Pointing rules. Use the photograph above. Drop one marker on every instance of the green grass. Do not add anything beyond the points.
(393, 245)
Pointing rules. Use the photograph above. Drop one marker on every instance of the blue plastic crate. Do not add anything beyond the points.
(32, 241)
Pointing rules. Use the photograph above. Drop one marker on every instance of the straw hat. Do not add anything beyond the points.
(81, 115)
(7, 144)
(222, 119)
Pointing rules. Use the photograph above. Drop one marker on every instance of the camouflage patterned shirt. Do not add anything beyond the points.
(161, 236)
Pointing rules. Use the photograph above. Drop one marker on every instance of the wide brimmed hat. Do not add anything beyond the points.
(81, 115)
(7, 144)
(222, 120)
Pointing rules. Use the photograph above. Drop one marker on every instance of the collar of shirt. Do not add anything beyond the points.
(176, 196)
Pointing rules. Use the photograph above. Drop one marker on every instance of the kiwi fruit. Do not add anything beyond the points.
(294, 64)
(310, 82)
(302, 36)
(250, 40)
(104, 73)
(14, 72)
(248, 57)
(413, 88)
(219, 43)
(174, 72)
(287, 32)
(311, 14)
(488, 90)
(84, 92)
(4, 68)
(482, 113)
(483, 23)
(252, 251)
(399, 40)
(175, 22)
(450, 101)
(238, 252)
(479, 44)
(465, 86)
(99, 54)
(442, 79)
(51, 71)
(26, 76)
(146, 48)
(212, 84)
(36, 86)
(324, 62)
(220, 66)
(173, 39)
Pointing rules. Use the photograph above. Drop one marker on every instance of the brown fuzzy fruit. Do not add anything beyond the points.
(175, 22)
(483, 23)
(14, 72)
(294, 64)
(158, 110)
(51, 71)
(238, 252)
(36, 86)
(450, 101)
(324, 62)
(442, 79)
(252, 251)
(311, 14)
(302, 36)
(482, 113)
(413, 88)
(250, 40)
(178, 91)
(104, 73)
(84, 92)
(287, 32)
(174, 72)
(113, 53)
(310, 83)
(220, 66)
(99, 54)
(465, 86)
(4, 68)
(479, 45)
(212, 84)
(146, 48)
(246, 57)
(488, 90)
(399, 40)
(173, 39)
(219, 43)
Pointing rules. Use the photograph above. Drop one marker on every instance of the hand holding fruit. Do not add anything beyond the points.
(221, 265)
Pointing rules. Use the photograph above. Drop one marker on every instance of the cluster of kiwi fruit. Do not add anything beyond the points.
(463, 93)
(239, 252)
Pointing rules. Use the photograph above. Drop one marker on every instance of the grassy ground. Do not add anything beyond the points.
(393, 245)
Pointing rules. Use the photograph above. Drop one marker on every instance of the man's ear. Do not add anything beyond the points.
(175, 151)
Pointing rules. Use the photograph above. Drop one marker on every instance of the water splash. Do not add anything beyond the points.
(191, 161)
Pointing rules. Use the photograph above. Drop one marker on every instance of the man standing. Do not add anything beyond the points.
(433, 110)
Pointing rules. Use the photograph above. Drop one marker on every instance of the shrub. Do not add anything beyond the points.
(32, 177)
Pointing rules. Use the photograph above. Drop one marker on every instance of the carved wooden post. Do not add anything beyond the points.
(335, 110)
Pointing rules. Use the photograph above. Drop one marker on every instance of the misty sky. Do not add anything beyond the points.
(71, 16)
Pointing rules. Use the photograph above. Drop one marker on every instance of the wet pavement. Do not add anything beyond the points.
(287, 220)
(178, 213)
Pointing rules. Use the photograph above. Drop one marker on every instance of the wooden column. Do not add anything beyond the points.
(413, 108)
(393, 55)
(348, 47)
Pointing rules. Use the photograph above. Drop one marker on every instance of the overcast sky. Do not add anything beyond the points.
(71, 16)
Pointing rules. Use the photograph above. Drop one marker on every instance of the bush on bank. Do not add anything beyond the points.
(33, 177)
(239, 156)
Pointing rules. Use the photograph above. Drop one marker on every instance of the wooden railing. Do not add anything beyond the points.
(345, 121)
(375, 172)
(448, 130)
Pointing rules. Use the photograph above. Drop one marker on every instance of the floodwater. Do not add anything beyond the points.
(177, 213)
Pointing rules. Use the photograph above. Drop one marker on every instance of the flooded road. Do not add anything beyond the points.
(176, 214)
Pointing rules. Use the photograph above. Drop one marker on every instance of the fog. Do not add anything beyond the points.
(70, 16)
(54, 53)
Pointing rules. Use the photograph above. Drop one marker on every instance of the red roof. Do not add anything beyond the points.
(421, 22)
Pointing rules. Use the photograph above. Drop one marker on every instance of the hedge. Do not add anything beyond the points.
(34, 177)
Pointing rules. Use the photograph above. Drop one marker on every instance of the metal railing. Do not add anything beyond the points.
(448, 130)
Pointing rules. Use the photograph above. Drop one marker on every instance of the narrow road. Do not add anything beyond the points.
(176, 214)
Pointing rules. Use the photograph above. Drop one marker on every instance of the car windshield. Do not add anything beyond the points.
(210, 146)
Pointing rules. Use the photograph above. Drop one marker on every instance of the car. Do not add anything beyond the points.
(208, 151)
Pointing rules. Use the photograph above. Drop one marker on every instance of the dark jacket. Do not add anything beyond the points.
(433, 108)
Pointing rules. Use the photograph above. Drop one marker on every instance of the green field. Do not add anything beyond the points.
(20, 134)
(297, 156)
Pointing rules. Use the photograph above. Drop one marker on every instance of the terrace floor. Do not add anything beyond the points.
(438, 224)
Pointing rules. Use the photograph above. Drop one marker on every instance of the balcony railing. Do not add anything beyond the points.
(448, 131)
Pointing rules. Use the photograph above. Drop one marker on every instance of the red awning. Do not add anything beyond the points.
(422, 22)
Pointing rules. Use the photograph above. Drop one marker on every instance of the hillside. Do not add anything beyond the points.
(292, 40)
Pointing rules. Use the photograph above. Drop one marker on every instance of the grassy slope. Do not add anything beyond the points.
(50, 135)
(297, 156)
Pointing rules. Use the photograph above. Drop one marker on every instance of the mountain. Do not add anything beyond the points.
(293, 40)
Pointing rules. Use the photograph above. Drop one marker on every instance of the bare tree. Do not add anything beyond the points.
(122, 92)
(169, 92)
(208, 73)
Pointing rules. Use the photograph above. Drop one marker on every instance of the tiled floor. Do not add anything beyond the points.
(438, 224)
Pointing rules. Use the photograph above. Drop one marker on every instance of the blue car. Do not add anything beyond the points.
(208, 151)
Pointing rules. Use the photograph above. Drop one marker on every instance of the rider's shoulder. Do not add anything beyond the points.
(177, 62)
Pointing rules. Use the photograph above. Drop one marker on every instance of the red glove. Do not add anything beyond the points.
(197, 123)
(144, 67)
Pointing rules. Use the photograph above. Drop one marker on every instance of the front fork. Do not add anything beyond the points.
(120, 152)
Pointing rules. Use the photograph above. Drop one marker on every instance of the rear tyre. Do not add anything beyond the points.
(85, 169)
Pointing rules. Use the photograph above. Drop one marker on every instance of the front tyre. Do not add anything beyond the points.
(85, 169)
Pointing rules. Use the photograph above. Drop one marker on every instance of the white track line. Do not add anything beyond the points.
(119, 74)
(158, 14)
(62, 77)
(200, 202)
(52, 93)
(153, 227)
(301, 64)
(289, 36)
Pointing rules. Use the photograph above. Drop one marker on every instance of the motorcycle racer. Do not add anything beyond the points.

★ ★ ★

PROBLEM TO WORK ON
Reproduce the material exactly, with every line intact.

FINAL ANSWER
Pointing rules. Use the photograph above. Drop one marker on every instance of the green grass. Do not add anything beyond the points.
(393, 245)
Pointing rules. Use the photograph above. Drop one marker on every instance of the blue plastic crate. Do not add anything beyond the points.
(32, 241)
Pointing rules. Use the photograph above. Drop one marker on every instance of the straw hat. Do not add anything beyond the points.
(81, 115)
(7, 144)
(222, 119)
Pointing rules. Use the photograph above. Drop one marker on every instance of the camouflage patterned shirt. Do not add anything beyond the points.
(161, 236)
Pointing rules. Use the photograph above. Drop one marker on every instance of the wide brimmed hat. Do not add anything beyond the points.
(81, 115)
(7, 144)
(222, 120)
Pointing rules. Use the photograph above. Drop one marker on every instance of the collar of shirt. Do not add anything beyond the points.
(176, 196)
Pointing rules. Use the photograph above. Drop one marker on every instance of the kiwi fruit. Do not add anything beyond the points.
(294, 64)
(310, 82)
(302, 36)
(250, 40)
(104, 73)
(14, 72)
(248, 57)
(413, 88)
(219, 43)
(174, 72)
(287, 32)
(311, 14)
(488, 90)
(84, 92)
(4, 68)
(482, 113)
(483, 23)
(252, 251)
(399, 40)
(175, 22)
(450, 101)
(238, 252)
(479, 44)
(465, 86)
(99, 54)
(442, 79)
(51, 71)
(26, 76)
(146, 48)
(212, 84)
(36, 86)
(324, 62)
(220, 66)
(173, 39)
Pointing rules. Use the photograph above. Drop one marker on every instance of the brown fuzzy fruit. Do not add anything beyond the points.
(175, 22)
(483, 23)
(14, 72)
(294, 64)
(158, 110)
(51, 71)
(238, 252)
(36, 86)
(450, 101)
(324, 62)
(442, 79)
(252, 251)
(311, 14)
(302, 36)
(482, 113)
(413, 88)
(250, 40)
(178, 91)
(104, 73)
(84, 92)
(287, 32)
(174, 72)
(113, 53)
(310, 83)
(220, 66)
(99, 54)
(465, 86)
(4, 68)
(479, 45)
(212, 84)
(146, 48)
(246, 57)
(488, 90)
(399, 40)
(173, 39)
(219, 43)
Pointing rules. Use the photograph above. Drop one marker on every instance of the hand holding fruit. Do not add anything beyond the points.
(221, 265)
Pointing rules. Use the photograph above. Drop one marker on every instance of the cluster of kiwi fruit. Do not add anything beyond the points.
(463, 93)
(239, 252)
Pointing rules. Use the photograph above. Drop one marker on every instance of the grassy ground. Do not add anything beyond the points.
(393, 245)
Pointing rules. Use the photograph above. Drop one marker on every instance of the man's ear. Do not add anything beyond the points.
(175, 151)
Pointing rules. Use the photograph above. Drop one marker on every instance of the water splash. Do not add anything beyond the points.
(191, 161)
Pointing rules. Use the photograph above. Drop one marker on every instance of the man standing. Do not add anything beyond the points.
(433, 110)
Pointing rules. Use the photograph above. Drop one marker on every instance of the shrub. Do not add anything beyond the points.
(32, 177)
Pointing rules. Use the photograph above. Drop one marker on every instance of the carved wooden post. Do not add anything beyond the points.
(335, 110)
Pointing rules. Use the photograph above. Drop one marker on every instance of the misty sky. Do not add anything beyond the points.
(71, 16)
Pointing rules. Use the photograph above. Drop one marker on every instance of the wet pavement. Do not add anything beyond the points.
(287, 220)
(178, 213)
Pointing rules. Use the photograph above. Drop one marker on every instance of the wooden column. Do not add anything beyond the points.
(413, 108)
(393, 55)
(348, 47)
Pointing rules. Use the photograph above. Drop one marker on every instance of the overcast sky. Do not add anything beyond the points.
(71, 16)
Pointing rules. Use the photograph above. Drop one marker on every instance of the bush on bank. Do not add anything beyond the points.
(33, 177)
(239, 156)
Pointing rules. Use the photograph above. Drop one marker on every instance of the wooden railing. Do not add anything beyond the points.
(345, 121)
(375, 172)
(448, 130)
Pointing rules. Use the photograph above. Drop one marker on every instance of the floodwater. Do not add anything beyond the points.
(177, 213)
Pointing rules. Use the photograph above. Drop one marker on every instance of the flooded road. Do not add anything beyond the points.
(176, 214)
Pointing rules. Use the photograph above. Drop one marker on every instance of the fog. Do not add anything beyond the points.
(70, 16)
(54, 53)
Pointing rules. Use the photograph above. Drop one marker on every instance of the red roof. Do not add anything beyond the points.
(421, 22)
Pointing rules. Use the photograph above. Drop one marker on every instance of the hedge. Do not add anything beyond the points.
(34, 177)
Pointing rules. Use the photograph above. Drop one marker on every instance of the metal railing. Do not add anything beyond the points.
(448, 130)
Pointing rules. Use the photograph above. Drop one marker on every instance of the narrow road. Do not add anything beyond the points.
(176, 214)
Pointing rules. Use the photograph above. Drop one marker on every instance of the car windshield. Do not add anything beyond the points.
(210, 146)
Pointing rules. Use the photograph above. Drop one marker on every instance of the car. Do not add anything beyond the points.
(208, 151)
Pointing rules. Use the photograph above. Drop one marker on every instance of the dark jacket. Do not add anything beyond the points.
(433, 108)
Pointing rules. Use the photograph above. Drop one marker on every instance of the green field. Do not add anything beyond the points.
(20, 134)
(297, 156)
Pointing rules. Use the photograph above. Drop one marker on every instance of the terrace floor. Do not add anything beyond the points.
(438, 224)
Pointing rules. Use the photograph above. Drop one marker on every instance of the balcony railing. Do not add anything beyond the points.
(448, 131)
Pointing rules. Use the photograph above. Drop one marker on every instance of the red awning. Do not add anything beyond the points.
(422, 22)
Pointing rules. Use the photograph above. Drop one marker on every instance of the hillside. Do not add anything beyond the points.
(292, 40)
Pointing rules. Use the photograph above. Drop one marker on every instance of the grassy slope. Do not add anything beyond the points.
(50, 135)
(297, 156)
Pointing rules. Use the photograph above. Drop one marker on every instance of the mountain. Do not add anything beyond the points.
(293, 40)
Pointing rules. Use the photograph above. Drop one marker on every instance of the bare tree. Do not add anything beyond the points.
(122, 92)
(169, 92)
(208, 73)
Pointing rules. Use the photograph above. Drop one marker on every instance of the tiled floor. Do not add anything beyond the points.
(438, 224)
Pointing rules. Use the photograph above. Drop one marker on every instance of the blue car. Do not add anything beyond the points.
(208, 151)
Pointing rules. Use the photograph above. Drop one marker on every instance of the rider's shoulder. Do not add anything beyond the points.
(177, 62)
Pointing rules. Use the photograph above. Drop one marker on every instance of the red glove. Do not add anything beyond the points.
(197, 123)
(144, 67)
Pointing rules. Use the photograph above. Drop one marker on every instance of the front fork. Do not add anything beyond the points.
(120, 152)
Pointing rules. Use the photograph above. Drop one marker on every instance of the rear tyre. Do not add anything beyond the points.
(85, 169)
Pointing rules. Use the photograph above. Drop one marker on every instance of the front tyre. Do not add anything beyond the points.
(85, 169)
Pointing rules. Use the photograph above. Drop one marker on every instance of the white track line. Do not add anything beyond the points.
(119, 74)
(158, 14)
(62, 77)
(200, 202)
(52, 93)
(153, 227)
(301, 64)
(289, 36)
Pointing rules. Use the photograph above. Drop one marker on every instance of the motorcycle racer. Do not add anything beyond the points.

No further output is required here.